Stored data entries

_ _ _ _ _ _ _

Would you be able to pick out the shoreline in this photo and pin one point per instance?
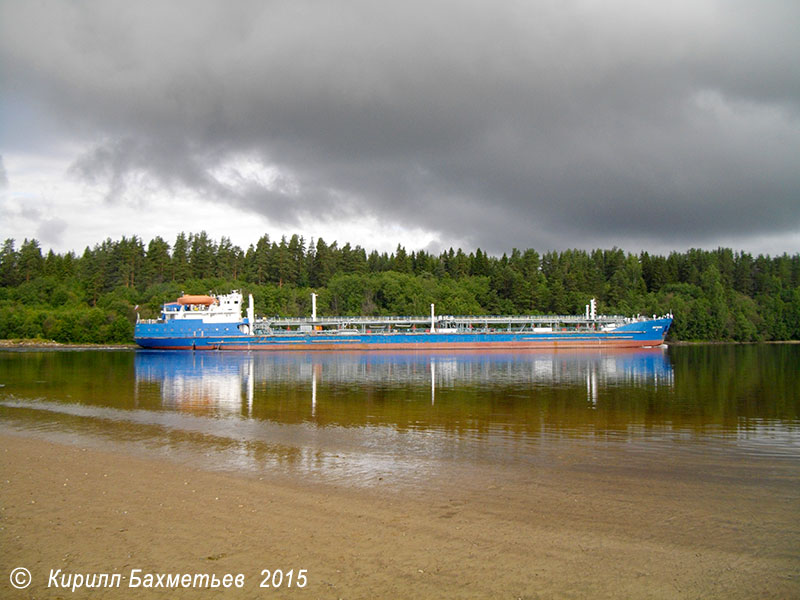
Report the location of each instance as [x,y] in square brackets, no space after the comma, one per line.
[34,344]
[560,532]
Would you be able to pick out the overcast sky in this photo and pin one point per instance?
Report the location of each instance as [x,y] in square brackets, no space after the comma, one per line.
[531,124]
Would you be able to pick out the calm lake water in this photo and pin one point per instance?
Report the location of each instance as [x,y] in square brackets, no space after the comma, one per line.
[361,418]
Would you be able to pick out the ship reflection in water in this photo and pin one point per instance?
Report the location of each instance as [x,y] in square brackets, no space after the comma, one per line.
[359,417]
[228,383]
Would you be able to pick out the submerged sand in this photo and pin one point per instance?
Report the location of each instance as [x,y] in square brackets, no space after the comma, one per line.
[581,535]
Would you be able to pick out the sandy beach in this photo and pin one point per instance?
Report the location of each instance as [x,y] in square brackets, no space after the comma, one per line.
[87,511]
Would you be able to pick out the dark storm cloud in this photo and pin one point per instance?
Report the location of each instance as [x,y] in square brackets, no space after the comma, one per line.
[546,124]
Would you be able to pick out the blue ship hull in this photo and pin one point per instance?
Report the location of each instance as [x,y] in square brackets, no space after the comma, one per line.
[196,335]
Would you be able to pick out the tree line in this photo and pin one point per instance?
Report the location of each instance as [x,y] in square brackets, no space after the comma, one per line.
[94,297]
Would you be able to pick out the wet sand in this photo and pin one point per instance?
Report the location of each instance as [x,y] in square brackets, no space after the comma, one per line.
[576,534]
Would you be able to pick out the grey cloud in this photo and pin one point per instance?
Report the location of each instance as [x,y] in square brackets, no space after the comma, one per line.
[532,124]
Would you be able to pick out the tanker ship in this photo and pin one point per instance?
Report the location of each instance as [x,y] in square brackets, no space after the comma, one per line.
[216,323]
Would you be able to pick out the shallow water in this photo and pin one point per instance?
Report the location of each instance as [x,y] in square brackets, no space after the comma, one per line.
[360,418]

_ _ _ _ _ _ _

What needs to be done: Return each of the lines exactly as they appear above, with no images.

Your response:
Would you be able to pick out the shoreline in this photo and pin one point per instance?
Report the location of each instance as [x,y] in square brackets, no space after the comma, one per line.
[34,344]
[560,532]
Would you be able to pick out the overcast sky in this photo and pin one point per instance?
Report the location of each instance as [x,y] in square brackets, no space after the comma, one per line.
[531,124]
Would you be able to pick out the calm lake water in this photo and pin one point per instance?
Report the location of each instance as [x,y] in square brackets, no space after the comma, one per line.
[361,418]
Would you be able to pick out the ship reflection in water in this photo and pin one point per instance?
Report the location of each instance as [x,y] in square brackets, no space after the comma, one per line.
[359,417]
[228,383]
Would you be able to pick out the submerged sand in this photo and pin one point per instance?
Report the location of each instance as [x,y] in square brackets, no space after the comma, one per line.
[581,535]
Would you be able to pick out the sandy beach in this photo and pin one point per instance?
Report the location of each instance as [x,y] in square brackets, no space after the comma, one per line.
[87,511]
Would you be able to pick out the dark storm cloud in this photo and pin one point per instance?
Report the location of each instance as [x,y] in square brackets, no space after the comma, one per line.
[546,124]
Would you be able to pick out the blue ship hull in this photo and pin one point per instance?
Report the location of each instance as [x,y] in square brackets, no space after the comma, one per line.
[196,335]
Would you be able to pick out the tree line in this photo and pin one point per instance?
Report the location of each instance as [x,y] in square brackets, no space after the comma, one per line.
[94,297]
Would you be able to pick out the wet sand in this photo and pin one point per instance?
Report the location of each instance as [x,y] in square brackets, no space after the comma, one per line.
[576,534]
Would you be able to pick out the grey cloud in this photo and pin one point per instance?
Report the location of each instance as [x,y] in square brackets, no space after the comma, one per line.
[532,124]
Would you be able to pick out the tanker ship in this photo and pin one point per instance?
Report the location of each instance as [x,y] in square brackets, no space after the comma, one per line.
[216,323]
Would you be able to pick out the shallow water in this photo and pin one point per instance?
Report the location of each instance as [x,y] in square brackets, no space after the comma, one per line.
[360,418]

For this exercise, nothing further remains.